Aim: Format the lines from the one containing "Given the image above, locate any white cloud" through the end of the entries as a numbered list, omitting any blank lines.

Data for this task:

————————

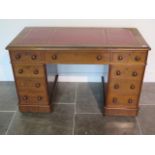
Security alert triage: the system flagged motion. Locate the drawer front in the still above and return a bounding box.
[10,51,45,63]
[111,51,147,64]
[109,79,141,95]
[110,65,145,80]
[106,95,138,108]
[19,92,49,105]
[46,51,110,64]
[129,52,147,64]
[14,65,45,78]
[16,78,47,92]
[111,52,129,63]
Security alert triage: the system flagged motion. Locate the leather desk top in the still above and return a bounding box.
[7,27,150,50]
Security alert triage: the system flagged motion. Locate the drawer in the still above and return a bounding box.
[129,52,147,64]
[19,92,49,105]
[13,65,45,78]
[46,51,110,64]
[111,51,147,64]
[110,65,145,80]
[108,79,141,95]
[111,52,129,63]
[16,78,47,92]
[106,95,138,108]
[10,51,45,63]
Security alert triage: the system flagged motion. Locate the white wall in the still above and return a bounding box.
[0,19,155,82]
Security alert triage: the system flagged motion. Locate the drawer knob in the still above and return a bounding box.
[128,98,133,104]
[114,84,119,89]
[130,84,135,89]
[132,72,138,76]
[33,69,39,74]
[35,83,40,88]
[118,55,123,61]
[18,69,24,74]
[96,55,102,61]
[135,56,141,61]
[116,70,121,76]
[52,55,57,60]
[15,54,21,60]
[112,97,117,103]
[37,96,42,101]
[31,55,37,60]
[23,96,28,101]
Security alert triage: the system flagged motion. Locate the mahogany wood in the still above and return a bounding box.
[7,27,150,116]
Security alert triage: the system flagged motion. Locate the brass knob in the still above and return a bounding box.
[96,55,102,61]
[114,84,119,89]
[33,69,39,74]
[132,72,138,76]
[116,70,121,76]
[118,55,123,60]
[15,54,21,60]
[18,69,24,74]
[130,84,135,89]
[31,55,37,60]
[23,96,28,100]
[35,83,40,88]
[52,55,57,60]
[128,98,133,104]
[135,56,141,61]
[37,96,42,101]
[112,97,117,103]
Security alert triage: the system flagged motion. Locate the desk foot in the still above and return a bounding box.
[104,107,139,116]
[19,105,52,112]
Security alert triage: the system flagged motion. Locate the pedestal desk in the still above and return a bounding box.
[7,27,150,116]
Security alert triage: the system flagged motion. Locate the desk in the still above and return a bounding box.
[6,27,150,116]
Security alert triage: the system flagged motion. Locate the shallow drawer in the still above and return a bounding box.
[46,51,110,64]
[14,65,45,78]
[111,51,147,64]
[10,51,45,63]
[106,95,138,108]
[16,78,47,92]
[129,52,147,64]
[108,79,141,95]
[110,65,145,80]
[19,93,49,105]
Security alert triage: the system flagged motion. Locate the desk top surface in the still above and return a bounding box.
[7,27,150,49]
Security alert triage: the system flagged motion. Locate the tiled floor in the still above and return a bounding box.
[0,82,155,135]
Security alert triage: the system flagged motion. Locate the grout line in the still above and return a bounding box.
[136,117,143,135]
[5,112,16,135]
[53,102,75,105]
[0,110,16,112]
[75,113,103,115]
[72,84,78,135]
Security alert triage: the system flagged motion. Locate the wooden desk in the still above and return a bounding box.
[7,27,150,116]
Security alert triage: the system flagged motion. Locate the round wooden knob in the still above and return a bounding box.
[130,84,135,89]
[15,54,21,60]
[52,55,57,60]
[112,97,117,103]
[35,83,40,88]
[18,69,24,74]
[128,98,133,104]
[37,96,42,101]
[33,69,39,74]
[96,55,102,61]
[114,84,119,89]
[118,55,123,60]
[31,55,37,60]
[132,72,138,76]
[135,56,141,61]
[116,70,121,76]
[23,96,28,100]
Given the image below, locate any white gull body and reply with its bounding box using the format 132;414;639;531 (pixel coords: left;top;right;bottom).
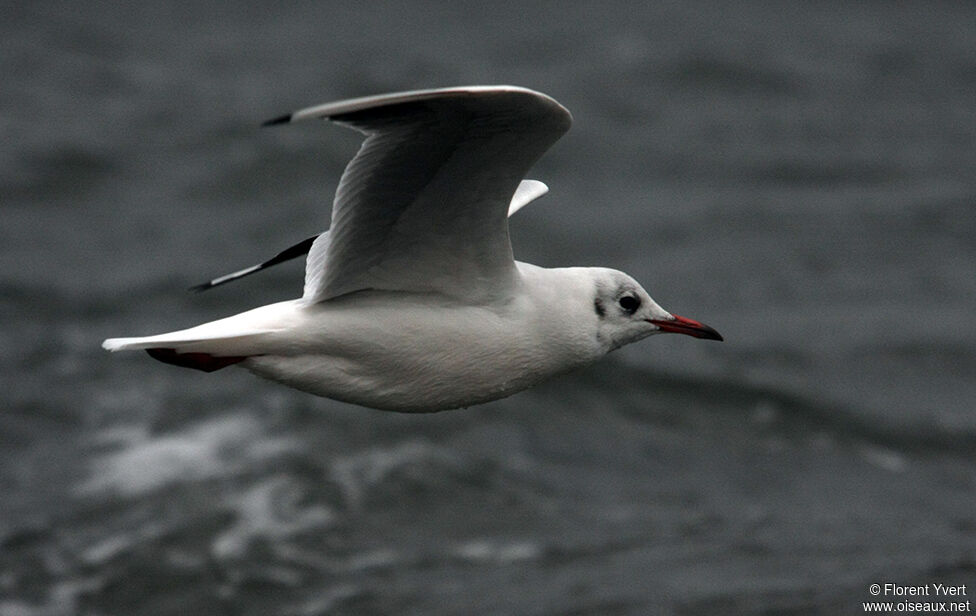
103;86;721;412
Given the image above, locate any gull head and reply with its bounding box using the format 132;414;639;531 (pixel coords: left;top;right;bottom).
590;268;722;350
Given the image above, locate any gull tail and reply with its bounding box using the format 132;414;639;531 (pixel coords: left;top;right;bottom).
102;332;260;372
102;302;294;372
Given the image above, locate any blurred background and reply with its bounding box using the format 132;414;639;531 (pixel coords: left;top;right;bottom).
0;2;976;616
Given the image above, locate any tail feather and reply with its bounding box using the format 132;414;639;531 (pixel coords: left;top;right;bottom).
146;348;248;372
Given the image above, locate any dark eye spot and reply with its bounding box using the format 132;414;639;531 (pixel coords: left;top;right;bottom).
617;295;640;314
593;297;607;319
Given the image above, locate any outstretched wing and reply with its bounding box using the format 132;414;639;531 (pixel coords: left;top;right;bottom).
269;86;571;303
190;180;549;291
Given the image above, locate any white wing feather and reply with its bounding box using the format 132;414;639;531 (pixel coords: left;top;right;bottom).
272;86;571;303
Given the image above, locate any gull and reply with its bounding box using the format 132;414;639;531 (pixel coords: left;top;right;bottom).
102;86;722;412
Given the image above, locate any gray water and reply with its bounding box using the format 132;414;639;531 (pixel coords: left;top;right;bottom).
0;2;976;616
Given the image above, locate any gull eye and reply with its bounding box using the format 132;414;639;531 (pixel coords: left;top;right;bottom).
617;295;640;314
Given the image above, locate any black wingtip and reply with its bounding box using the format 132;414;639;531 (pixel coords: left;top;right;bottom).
261;113;291;126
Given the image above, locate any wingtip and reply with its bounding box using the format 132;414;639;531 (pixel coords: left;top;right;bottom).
261;113;292;126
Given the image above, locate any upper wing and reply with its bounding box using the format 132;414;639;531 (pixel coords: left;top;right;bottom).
190;180;549;291
270;86;572;303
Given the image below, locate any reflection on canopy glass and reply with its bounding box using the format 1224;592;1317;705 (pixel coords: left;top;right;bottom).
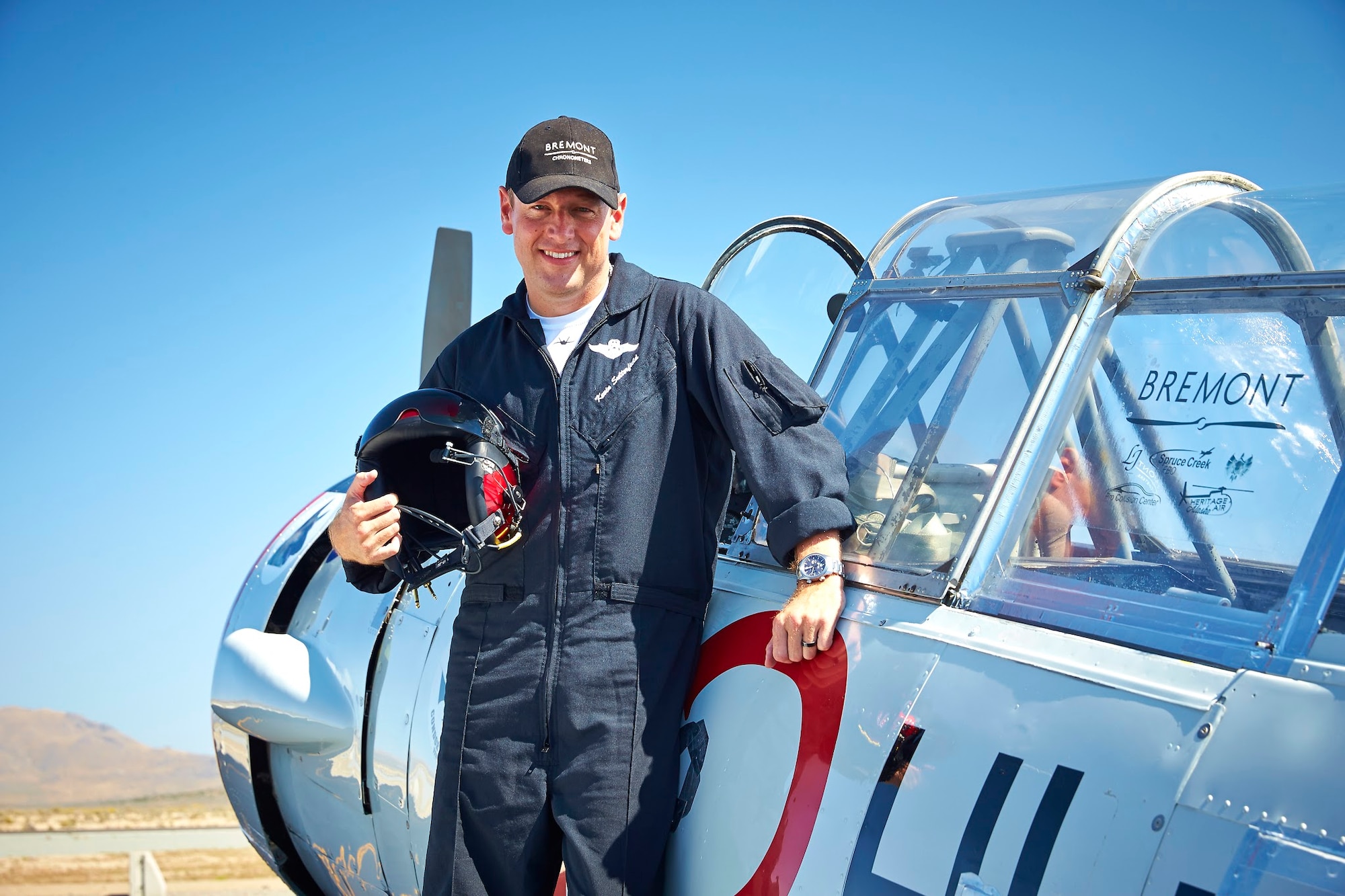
818;293;1068;572
981;307;1345;655
710;231;854;379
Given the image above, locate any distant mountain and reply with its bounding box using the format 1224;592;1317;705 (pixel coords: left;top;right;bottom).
0;706;221;807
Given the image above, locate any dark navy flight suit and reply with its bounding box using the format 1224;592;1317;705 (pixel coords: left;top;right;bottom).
347;254;853;896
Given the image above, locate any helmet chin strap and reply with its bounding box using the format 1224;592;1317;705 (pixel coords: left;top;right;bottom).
398;505;508;581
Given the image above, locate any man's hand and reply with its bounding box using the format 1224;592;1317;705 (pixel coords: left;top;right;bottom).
765;532;845;669
327;470;402;567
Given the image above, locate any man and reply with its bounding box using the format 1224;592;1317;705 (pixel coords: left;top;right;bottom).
331;117;853;896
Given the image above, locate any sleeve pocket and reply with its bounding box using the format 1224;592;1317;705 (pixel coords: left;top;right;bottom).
463;581;523;604
724;355;826;436
593;583;705;618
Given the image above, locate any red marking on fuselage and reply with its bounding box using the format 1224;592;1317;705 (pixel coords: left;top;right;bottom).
683;612;849;896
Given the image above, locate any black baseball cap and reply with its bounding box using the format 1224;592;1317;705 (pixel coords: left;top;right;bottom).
504;116;621;208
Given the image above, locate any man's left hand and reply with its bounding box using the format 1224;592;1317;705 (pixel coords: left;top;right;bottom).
765;532;845;669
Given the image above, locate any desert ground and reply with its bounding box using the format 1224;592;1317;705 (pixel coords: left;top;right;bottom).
0;791;289;896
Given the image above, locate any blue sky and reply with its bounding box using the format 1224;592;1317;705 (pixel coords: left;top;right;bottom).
0;0;1345;752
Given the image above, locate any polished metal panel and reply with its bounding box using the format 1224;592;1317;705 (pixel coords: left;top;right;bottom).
210;713;276;870
211;481;348;887
1268;470;1345;661
210;628;358;752
225;482;346;635
1178;671;1345;842
367;573;463;893
406;584;463;885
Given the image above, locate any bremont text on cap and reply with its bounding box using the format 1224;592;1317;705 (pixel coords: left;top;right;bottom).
504;116;621;208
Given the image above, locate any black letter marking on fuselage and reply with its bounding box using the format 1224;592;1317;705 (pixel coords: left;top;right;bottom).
845;747;1084;896
1009;766;1084;896
672;719;710;830
944;754;1022;896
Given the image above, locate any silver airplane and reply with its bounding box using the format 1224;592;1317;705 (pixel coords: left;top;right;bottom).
211;171;1345;896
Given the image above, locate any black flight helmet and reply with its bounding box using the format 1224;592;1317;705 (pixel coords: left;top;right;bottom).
355;389;527;588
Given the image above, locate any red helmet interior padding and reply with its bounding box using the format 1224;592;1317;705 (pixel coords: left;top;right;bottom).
355;389;525;588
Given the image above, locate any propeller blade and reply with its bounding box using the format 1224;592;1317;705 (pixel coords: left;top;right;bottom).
421;227;472;379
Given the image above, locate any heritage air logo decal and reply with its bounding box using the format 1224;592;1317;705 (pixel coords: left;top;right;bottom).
589;339;640;360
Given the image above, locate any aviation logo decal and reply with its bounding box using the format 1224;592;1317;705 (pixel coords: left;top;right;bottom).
1107;482;1158;507
679;611;849;896
845;747;1084;896
1149;448;1215;473
1180;482;1252;517
589;339;640;360
1126;417;1284;430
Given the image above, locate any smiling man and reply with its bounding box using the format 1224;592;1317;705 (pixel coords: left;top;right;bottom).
331;117;853;896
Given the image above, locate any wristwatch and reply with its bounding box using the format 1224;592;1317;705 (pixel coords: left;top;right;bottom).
795;555;845;581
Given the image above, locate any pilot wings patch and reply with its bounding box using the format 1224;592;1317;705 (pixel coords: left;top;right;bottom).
589;339;640;360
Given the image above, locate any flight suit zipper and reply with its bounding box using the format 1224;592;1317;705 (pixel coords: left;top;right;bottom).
515;308;607;755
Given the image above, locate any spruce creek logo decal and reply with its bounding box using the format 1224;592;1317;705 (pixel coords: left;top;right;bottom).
600;345;640;401
1149;448;1215;473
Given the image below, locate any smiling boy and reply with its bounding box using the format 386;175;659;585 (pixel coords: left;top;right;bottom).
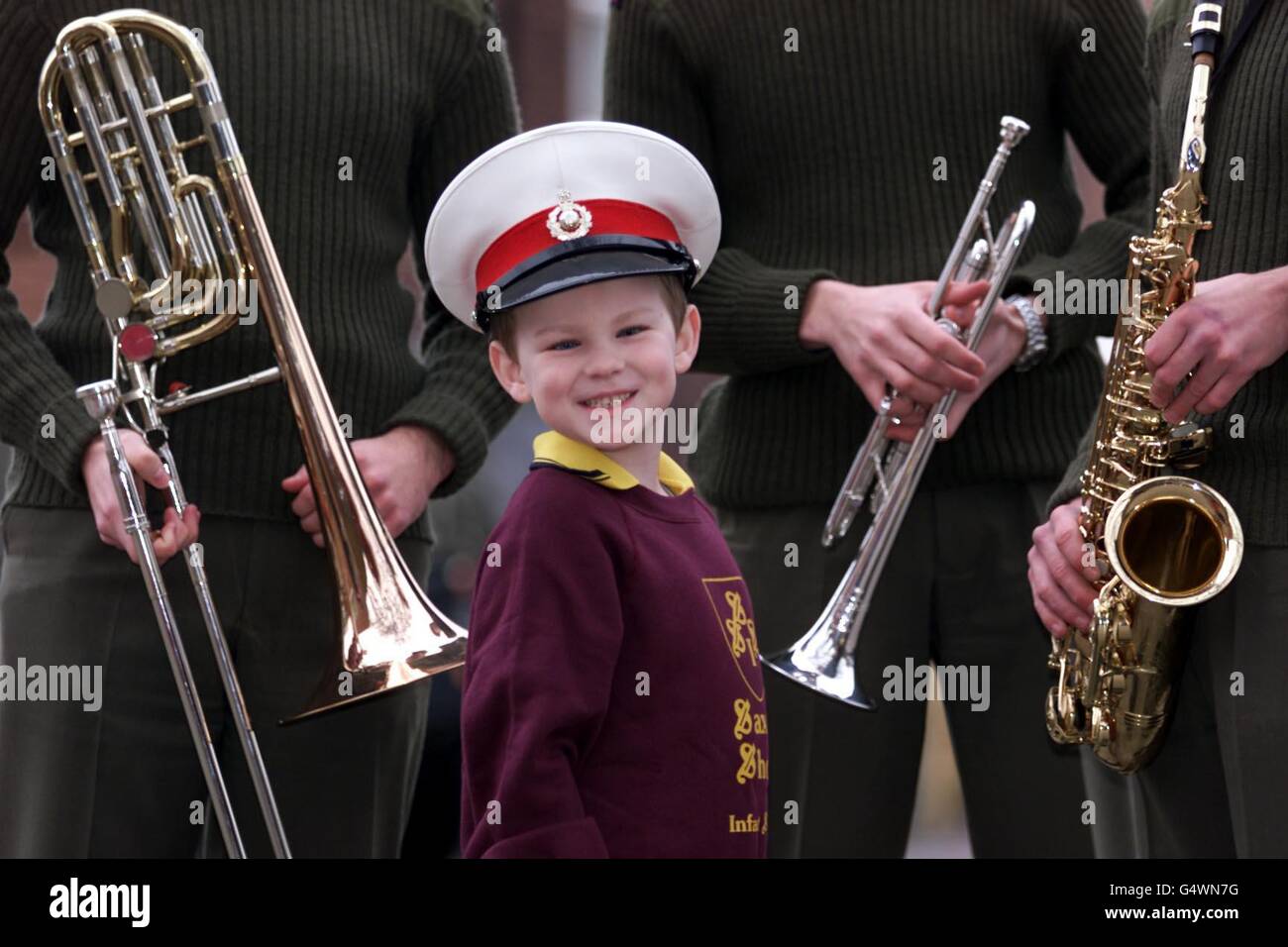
425;123;769;857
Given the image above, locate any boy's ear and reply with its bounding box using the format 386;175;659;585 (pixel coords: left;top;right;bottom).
486;339;532;404
675;303;702;374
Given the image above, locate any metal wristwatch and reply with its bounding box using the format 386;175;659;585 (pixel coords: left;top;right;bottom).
1006;295;1047;371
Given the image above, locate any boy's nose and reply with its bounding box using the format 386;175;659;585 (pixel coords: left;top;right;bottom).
585;348;626;376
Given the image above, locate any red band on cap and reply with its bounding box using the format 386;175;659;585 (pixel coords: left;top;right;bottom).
474;198;680;292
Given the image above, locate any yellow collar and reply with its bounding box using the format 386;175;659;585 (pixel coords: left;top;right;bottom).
532;430;693;494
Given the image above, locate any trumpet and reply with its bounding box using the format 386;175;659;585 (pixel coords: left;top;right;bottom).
764;115;1037;710
39;9;465;858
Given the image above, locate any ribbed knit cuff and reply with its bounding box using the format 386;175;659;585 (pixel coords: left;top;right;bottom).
1006;256;1096;364
25;390;98;497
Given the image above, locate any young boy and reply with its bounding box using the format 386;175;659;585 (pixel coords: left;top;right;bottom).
425;123;768;857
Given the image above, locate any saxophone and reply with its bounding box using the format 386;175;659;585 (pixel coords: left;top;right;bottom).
1046;4;1243;773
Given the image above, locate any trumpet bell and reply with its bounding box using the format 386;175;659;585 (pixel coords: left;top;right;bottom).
761;614;876;710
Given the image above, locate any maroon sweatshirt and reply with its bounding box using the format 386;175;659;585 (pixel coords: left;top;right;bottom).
461;432;769;858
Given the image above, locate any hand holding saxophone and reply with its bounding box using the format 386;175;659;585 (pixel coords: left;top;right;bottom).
81;429;201;566
1029;497;1102;638
282;424;456;549
1145;266;1288;424
799;279;988;417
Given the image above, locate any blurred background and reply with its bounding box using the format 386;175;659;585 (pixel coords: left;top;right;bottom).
0;0;1127;858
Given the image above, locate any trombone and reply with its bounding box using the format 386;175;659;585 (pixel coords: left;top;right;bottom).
763;115;1037;710
39;9;465;858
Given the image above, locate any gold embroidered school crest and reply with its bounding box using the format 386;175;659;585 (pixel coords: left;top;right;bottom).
702;576;765;701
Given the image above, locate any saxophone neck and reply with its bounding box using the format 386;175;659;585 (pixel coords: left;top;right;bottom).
1177;0;1225;181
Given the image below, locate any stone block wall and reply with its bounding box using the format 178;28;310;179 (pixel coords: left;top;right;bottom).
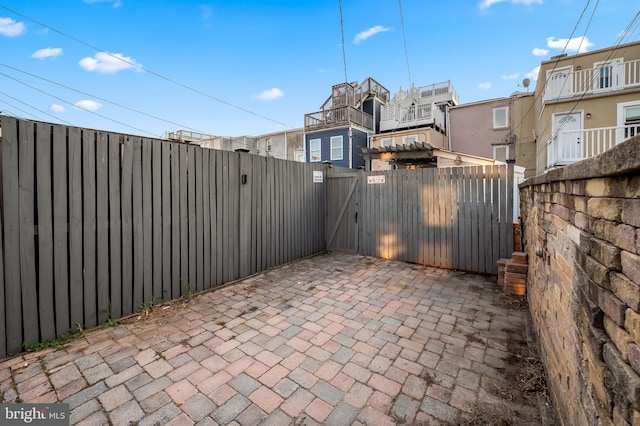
520;137;640;425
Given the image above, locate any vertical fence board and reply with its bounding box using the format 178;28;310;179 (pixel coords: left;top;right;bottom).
35;121;56;340
238;154;254;277
202;149;211;289
191;148;204;291
82;130;98;326
131;137;144;309
96;132;111;324
18;122;40;343
69;127;84;326
2;117;24;354
179;145;192;297
122;136;137;315
169;144;182;299
148;140;162;301
160;142;177;300
141;139;154;303
109;134;124;319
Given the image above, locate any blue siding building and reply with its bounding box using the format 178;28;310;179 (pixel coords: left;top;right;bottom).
304;77;389;169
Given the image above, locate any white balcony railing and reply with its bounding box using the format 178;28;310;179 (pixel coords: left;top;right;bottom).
547;124;640;168
542;59;640;101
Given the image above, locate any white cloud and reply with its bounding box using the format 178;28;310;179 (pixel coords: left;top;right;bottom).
257;87;284;101
84;0;122;8
31;47;62;59
531;47;549;56
0;18;27;37
547;36;594;53
78;52;141;74
479;0;543;9
73;99;102;111
524;65;540;81
353;25;389;44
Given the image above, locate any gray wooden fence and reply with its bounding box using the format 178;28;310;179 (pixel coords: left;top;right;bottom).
0;117;325;358
327;166;514;274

————————

Task result:
1. Given the image above, locate any white cloud and reply with its bounding box using the format 178;28;310;179 (pixel coords: left;top;right;bottom).
2. 257;87;284;101
3. 84;0;122;8
4. 31;47;62;59
5. 531;47;549;56
6. 0;18;27;37
7. 547;36;594;53
8. 78;52;141;74
9. 479;0;543;9
10. 73;99;102;111
11. 524;65;540;81
12. 353;25;389;44
13. Given the image above, locate any gray wooden fence and reply with its bounding box using the format 178;28;310;179 (pixel coords: left;top;right;bottom).
14. 0;117;325;358
15. 327;166;514;274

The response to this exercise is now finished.